┌─ GIVEN TEXT

KPConv-PyTorch icon indicating copy to clipboard operation
KPConv-PyTorch copied to clipboard

How to speed up the model inference.

Open Trexzhou opened this issue 2 years ago • 10 comments

Hi, @HuguesTHOMAS ! Thank you for your excellent work!

I'm trying to test the time-cost when model inference by: image

I want to reduce the time-cost of the model inference, and I have tried the following ways:

  1. Modify network structure by rewrite the "architecture" in class Config(). I find that the most effective way to reduce the time-cost was to remove the layer which is containing "KPCONV" operation, I have tried the architecture like: image and the time-cost was reduce from 20ms to 11ms.
  2. Reduce "num_kernel_points" in in class Config(), but I find that this will not lead to a significant reduction in time-cost of inference. I think reducing the number of kernels will reduce the number of convolution operations, so that we can reduce the time-cost, am I right ? Would you please to correct me : )

I will share with you your excellent work in my own dataset, that's amazing!! image

Trexzhou avatar Jul 06 '22 12:07 Trexzhou

What parameter config have you used? (raidus and first_subsampling_dl)

working12 avatar Jul 06 '22 18:07 working12

@working12 hi, in_radius = 6.0 val_radius = 51.0 first_subsampling_dl = 0.25

Trexzhou avatar Jul 08 '22 01:07 Trexzhou

Hey my friend! Do not forget torch.cuda.sychronize() when you test inference time!

aoligei178 avatar Jul 09 '22 01:07 aoligei178

Hi @Trexzhou,

Thanks for your message, results look really nice. As @working12 mentioned, the val_radius and first_subsampling_dl are two factors that have a high impact on inference time. In your case, I guess you want to classify a whole lidar frame (or consecutive frames merged together) so it does not make sense to reduce the val_radius. However, you can try to increase the first_subsampling_dl parameter to reduce the number of points and thus the inference time. This could also impact the performance so you will have to find the tradeoff between speed and performance.

About num_kernel_points, they are already reduced to a very low value (15 is nearly 2 times less than if you used a 3 by 3 by 3 grid kernel). I would not touch that.

Do not forget torch.cuda.sychronize() when you test inference time!

indeed this is important when you measure times on GPU

Also, last remark, do not forget that a large part of the inference time (if you were to use this on a real robot/car), comes from the CPU preprocessing. I am working on optimizing that but right now, the code is optimized to process large pointclouds of whole areas in parallel, which is very different from processing a small lidar frame as fast as possible.

HuguesTHOMAS avatar Jul 11 '22 14:07 HuguesTHOMAS

Hey my friend! Do not forget torch.cuda.sychronize() when you test inference time!

Thank you my friend!:)

Trexzhou avatar Aug 01 '22 01:08 Trexzhou

Hi @Trexzhou,

Thanks for your message, results look really nice. As @working12 mentioned, the val_radius and first_subsampling_dl are two factors that have a high impact on inference time. In your case, I guess you want to classify a whole lidar frame (or consecutive frames merged together) so it does not make sense to reduce the val_radius. However, you can try to increase the first_subsampling_dl parameter to reduce the number of points and thus the inference time. This could also impact the performance so you will have to find the tradeoff between speed and performance.

└─
┌─ EXTRACTED RECORDS

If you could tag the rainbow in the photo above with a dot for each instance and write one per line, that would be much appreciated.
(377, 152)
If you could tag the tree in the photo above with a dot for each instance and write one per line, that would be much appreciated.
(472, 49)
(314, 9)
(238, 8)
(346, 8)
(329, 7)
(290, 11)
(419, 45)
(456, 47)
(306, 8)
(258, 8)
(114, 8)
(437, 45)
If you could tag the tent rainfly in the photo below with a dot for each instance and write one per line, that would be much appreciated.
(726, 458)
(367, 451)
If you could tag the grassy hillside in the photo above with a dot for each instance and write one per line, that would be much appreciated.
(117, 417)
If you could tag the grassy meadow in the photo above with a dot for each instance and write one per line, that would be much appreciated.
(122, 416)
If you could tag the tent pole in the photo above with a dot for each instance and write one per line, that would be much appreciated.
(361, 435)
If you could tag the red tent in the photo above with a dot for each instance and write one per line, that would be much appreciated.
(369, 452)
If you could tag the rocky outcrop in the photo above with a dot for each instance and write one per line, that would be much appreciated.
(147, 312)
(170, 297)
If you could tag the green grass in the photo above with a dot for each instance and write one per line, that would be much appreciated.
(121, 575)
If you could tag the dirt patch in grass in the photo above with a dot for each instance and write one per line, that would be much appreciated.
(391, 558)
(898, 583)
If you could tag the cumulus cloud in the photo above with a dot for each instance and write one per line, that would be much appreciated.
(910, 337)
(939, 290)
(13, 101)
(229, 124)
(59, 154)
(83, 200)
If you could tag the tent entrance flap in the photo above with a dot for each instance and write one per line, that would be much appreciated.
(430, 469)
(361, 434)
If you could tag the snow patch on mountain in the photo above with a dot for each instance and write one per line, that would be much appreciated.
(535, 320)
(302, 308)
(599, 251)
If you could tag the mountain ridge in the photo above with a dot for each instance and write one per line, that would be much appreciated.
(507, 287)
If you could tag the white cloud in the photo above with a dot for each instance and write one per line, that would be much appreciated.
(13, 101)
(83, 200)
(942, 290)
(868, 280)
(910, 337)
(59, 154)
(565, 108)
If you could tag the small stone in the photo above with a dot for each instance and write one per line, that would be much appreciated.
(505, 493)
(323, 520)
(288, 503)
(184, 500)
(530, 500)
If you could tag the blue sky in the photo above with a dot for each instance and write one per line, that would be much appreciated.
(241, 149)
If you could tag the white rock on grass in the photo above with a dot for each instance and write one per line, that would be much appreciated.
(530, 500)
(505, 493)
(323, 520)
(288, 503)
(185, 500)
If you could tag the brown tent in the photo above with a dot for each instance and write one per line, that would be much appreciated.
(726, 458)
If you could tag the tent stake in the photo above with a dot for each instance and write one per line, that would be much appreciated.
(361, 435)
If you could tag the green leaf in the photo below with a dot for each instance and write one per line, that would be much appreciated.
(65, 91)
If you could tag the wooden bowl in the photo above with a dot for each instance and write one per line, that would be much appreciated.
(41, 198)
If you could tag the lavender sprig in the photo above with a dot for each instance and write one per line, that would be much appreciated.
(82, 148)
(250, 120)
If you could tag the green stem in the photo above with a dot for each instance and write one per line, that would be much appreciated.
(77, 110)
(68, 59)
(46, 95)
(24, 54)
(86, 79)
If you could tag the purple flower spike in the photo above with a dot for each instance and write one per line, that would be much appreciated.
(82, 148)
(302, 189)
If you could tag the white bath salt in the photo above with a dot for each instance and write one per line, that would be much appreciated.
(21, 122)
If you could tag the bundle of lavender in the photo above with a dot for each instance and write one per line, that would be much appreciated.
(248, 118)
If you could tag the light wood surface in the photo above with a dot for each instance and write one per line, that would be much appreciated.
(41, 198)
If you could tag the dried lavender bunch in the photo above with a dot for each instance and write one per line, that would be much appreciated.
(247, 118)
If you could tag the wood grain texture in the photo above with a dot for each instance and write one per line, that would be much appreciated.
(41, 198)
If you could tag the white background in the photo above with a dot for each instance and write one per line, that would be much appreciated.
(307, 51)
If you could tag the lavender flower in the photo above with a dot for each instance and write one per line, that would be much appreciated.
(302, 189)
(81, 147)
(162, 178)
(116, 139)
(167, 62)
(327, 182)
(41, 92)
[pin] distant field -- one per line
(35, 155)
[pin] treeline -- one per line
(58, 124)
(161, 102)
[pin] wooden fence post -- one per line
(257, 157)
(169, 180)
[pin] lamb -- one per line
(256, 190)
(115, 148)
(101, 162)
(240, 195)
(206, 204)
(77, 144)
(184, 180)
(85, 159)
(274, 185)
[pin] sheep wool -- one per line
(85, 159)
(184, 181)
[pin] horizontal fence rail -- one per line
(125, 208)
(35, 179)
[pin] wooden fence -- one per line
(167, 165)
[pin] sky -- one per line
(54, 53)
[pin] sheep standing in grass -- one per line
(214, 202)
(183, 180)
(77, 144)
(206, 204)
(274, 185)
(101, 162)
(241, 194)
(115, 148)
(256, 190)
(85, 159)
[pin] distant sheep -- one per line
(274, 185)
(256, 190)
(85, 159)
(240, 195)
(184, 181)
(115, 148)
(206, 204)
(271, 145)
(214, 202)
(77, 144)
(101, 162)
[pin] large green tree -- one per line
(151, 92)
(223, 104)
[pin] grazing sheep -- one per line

└─
┌─ EXTRACTED RECORDS

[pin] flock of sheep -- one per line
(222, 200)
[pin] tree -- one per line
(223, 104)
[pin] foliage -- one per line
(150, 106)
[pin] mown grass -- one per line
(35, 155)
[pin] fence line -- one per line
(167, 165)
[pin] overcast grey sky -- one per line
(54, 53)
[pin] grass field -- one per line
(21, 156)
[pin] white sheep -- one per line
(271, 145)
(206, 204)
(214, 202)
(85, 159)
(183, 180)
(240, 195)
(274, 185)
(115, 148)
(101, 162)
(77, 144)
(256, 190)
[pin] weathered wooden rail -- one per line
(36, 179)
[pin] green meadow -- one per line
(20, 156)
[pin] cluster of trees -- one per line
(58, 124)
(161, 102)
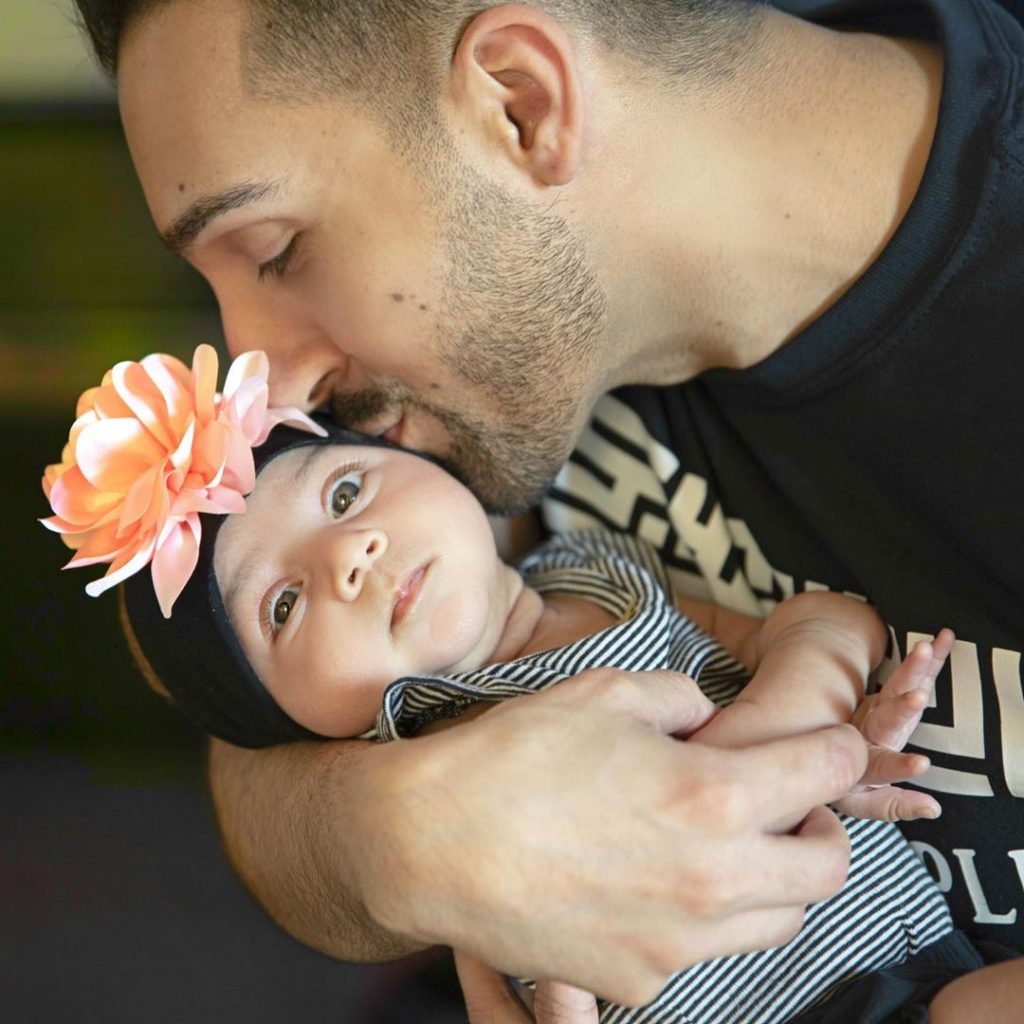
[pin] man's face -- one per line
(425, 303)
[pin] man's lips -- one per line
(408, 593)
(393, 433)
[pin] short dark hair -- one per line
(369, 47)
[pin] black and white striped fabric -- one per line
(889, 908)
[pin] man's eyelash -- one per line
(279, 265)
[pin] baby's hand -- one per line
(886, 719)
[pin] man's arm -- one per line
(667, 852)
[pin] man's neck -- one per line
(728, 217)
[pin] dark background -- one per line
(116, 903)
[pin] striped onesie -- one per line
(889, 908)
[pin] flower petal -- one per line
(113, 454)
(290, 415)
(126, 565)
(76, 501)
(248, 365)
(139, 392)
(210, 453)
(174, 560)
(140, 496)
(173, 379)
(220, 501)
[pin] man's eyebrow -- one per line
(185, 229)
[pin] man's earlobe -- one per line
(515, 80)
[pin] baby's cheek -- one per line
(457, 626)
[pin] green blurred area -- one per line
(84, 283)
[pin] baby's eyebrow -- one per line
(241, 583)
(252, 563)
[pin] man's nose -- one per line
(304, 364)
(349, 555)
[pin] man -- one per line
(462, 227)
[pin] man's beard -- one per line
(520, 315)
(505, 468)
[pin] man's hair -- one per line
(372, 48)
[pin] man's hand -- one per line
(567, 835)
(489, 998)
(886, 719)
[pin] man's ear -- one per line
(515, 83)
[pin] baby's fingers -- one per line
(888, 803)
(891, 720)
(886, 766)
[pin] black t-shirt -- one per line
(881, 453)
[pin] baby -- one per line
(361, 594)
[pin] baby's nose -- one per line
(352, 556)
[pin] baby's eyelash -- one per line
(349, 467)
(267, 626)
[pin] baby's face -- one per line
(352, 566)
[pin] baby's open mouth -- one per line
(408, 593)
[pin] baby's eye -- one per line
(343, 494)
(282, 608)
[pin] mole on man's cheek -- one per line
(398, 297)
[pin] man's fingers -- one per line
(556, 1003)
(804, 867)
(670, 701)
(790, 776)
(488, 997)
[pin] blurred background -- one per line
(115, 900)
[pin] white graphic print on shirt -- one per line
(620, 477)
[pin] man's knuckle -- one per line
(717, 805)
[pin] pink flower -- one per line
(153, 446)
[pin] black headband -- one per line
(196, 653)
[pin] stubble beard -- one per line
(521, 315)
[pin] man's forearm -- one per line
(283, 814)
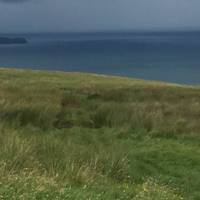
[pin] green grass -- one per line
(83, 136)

└─

EXERCISES TO COMPLETE:
a) Render this sentence from the forum thread in French: "However, you can try to increase the first_subsampling_dl parameter to reduce the number of points and thus the inference time."
b) Reproduce the portion of the forum thread that opens with the words containing "1. Modify network" and closes with "20ms to 11ms.".
c) Name each distinct username that appears directly before the word "avatar" in the forum thread.
The entries constitute material separate from the forum thread.

RESULTS IN ORDER:
a) Cependant, vous pouvez essayer d'augmenter le paramètre first_subsampling_dl afin de réduire le nombre de points et donc le temps d'inférence.

b)
1. Modify network structure by rewrite the "architecture" in class Config(). I find that the most effective way to reduce the time-cost was to remove the layer which is containing "KPCONV" operation, I have tried the architecture like: image and the time-cost was reduce from 20ms to 11ms.

c)
Trexzhou
working12
aoligei178
HuguesTHOMAS